▶ _Esercizio_:
Riporta tutti i cognomi di persone citati nel brano sugli italiani e il potere.

I quali deboli, oggi sono per eccellenza gli italiani, alla stregua soltanto degli islamici. Tutti povera gente, che abbiano o meno quattrini. Tutti che tentano piccole, medie o grandi truffe pensando al bene della famiglia, o che, pensando al bene che dispensano loro la famiglia, il calcio, il ripulirsi la coscienza con qualche stronzata "tutti insieme", si rassegnano alla povertà.
Per il potere, è stato un gioco da ragazzi far desiderare a tutti loro le stesse cose, imbonirli con il concetto astratto della cosa desiderabile per tutti. Astratto come la meta di far soldi, se non è il diretto piacere soggettivo a beneficiarne.
D'altronde, nessun Tanzi, nessun Berlusconi, nessun Sindona, a suo tempo, ha mai riconosciuto l'inversione di priorità (tra cose della vita) suscitante il suo notevole impegno facinoroso. Così come nessun mafioso o camorrista riconosce quanto esente da autentico piacere sia la sua vita. Intanto, nei "paesi esterni" che fanno l'Occidente, di truffatori ce n'è tanti di meno, e di mafiosi e camorristi non ce n'è per nulla. Vorrà pure dir qualcosa.

▶ _Dati registrati_:
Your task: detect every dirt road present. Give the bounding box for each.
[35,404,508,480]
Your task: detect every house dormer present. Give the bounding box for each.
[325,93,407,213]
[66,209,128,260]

▶ _Risposta_:
Tanzi, Berlusconi, Sindona